*** Text ***
September 6, 2017 by
Michelle Bookless
On September 8, The Teaching Academy at the UVM Larner College of Medicine hosted Charles Prober, M.D., of Stanford University School of Medicine. Faculty and staff of the College attended his presentation "Reimagining & Reinvigorating Medical Student Education."
In the recent July 29
Washington Post article, "Medical school without the 'sage on the stage,'" Larner College of Medicine Senior Associate Dean for Medical Education William Jeffries, Ph.D., was quoted alongside Charles Prober, M.D., of Stanford University School of Medicine in discussing the trend in medical education to transition to an active learning-based curriculum.
On September 8, the College's Teaching Academy hosted Prober, who is Stanford's senior associate vice provost for health education and the founding executive director of the Stanford Center for Health Education, for a presentation that continued that conversation.
*** End of Text ***
*** Given records ***
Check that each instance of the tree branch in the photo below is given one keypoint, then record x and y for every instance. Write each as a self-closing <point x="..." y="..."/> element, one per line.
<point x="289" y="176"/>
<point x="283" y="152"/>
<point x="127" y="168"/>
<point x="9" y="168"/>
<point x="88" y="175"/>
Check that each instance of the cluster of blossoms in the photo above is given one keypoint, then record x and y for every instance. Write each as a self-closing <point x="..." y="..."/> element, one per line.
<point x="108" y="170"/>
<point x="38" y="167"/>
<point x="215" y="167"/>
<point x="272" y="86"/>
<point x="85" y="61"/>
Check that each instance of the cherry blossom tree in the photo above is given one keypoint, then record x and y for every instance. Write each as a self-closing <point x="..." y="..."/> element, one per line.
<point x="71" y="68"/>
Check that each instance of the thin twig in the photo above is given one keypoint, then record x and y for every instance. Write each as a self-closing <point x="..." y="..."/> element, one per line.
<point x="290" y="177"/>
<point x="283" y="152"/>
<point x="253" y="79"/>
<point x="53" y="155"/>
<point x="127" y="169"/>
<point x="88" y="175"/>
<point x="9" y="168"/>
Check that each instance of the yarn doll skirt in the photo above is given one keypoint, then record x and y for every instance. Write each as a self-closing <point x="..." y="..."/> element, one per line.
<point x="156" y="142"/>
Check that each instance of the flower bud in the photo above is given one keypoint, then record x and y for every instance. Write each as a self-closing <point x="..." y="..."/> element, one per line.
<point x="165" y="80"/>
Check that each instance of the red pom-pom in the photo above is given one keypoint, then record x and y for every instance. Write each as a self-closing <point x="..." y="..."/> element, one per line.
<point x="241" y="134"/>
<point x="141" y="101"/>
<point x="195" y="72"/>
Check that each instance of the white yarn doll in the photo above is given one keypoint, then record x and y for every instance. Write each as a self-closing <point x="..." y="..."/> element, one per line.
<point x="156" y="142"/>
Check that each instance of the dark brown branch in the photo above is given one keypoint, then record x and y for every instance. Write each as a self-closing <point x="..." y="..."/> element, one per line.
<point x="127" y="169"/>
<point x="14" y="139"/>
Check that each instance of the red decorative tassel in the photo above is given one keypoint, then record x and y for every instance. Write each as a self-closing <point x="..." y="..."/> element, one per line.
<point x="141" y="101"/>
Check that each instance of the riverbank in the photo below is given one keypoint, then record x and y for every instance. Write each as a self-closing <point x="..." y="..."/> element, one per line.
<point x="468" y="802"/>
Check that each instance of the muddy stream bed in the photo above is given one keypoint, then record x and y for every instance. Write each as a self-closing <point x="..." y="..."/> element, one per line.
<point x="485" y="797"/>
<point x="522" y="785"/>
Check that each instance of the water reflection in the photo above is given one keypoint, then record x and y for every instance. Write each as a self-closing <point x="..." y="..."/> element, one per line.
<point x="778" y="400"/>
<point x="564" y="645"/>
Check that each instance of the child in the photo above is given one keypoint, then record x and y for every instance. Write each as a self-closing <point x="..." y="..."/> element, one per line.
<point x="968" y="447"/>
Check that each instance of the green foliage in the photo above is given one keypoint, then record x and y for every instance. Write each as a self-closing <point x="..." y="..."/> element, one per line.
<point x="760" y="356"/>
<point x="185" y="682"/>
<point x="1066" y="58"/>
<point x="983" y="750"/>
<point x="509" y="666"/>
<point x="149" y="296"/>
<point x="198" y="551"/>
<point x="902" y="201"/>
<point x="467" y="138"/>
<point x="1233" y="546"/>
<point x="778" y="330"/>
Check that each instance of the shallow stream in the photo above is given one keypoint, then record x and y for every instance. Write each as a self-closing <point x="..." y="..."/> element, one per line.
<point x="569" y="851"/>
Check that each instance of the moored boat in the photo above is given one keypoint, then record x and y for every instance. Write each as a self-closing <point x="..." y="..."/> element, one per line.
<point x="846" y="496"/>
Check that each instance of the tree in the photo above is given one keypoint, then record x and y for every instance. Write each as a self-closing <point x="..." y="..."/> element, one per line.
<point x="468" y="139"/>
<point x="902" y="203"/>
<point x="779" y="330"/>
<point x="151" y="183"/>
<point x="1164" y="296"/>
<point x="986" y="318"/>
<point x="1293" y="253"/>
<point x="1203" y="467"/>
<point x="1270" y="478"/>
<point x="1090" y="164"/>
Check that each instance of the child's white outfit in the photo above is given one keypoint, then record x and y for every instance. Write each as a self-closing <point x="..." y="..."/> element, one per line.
*** End of Given records ***
→ Work order 1
In the article about Charles Prober's visit to the Larner College of Medicine, what was the title of his presentation?
→ Work order 2
Write the next part of the article about Charles Prober's visit to the Larner College of Medicine, picking up after its final sentence.

→ Exercise response 1
"Reimagining & Reinvigorating Medical Student Education."

→ Exercise response 2
Well-known among active learning advocates, Prober has been promoting reformed medical school curriculum for years. In 2012, he published a perspective piece in
The New England Journal of Medicine, titled "Lecture Halls without Lectures -- A Proposal for Medical Education," in which he proposed a "radical and important strategy" to revise medical student education. In the article, he said "...move those lectures outside the lecture hall and use class time for more active learning...Students would welcome more opportunities for case-based, problem-based, and team-based exercises -- strategies that activate prior knowledge."
Five years later, in his much-anticipated presentation on September 8,
"Reimagining & Reinvigorating Medical Student Education," Prober shared valuable insights with Larner College of Medicine faculty and staff about the trials and tribulations of medical school education reform, potential barriers and keys to success of blended learning, and a strategy for scaling medical education.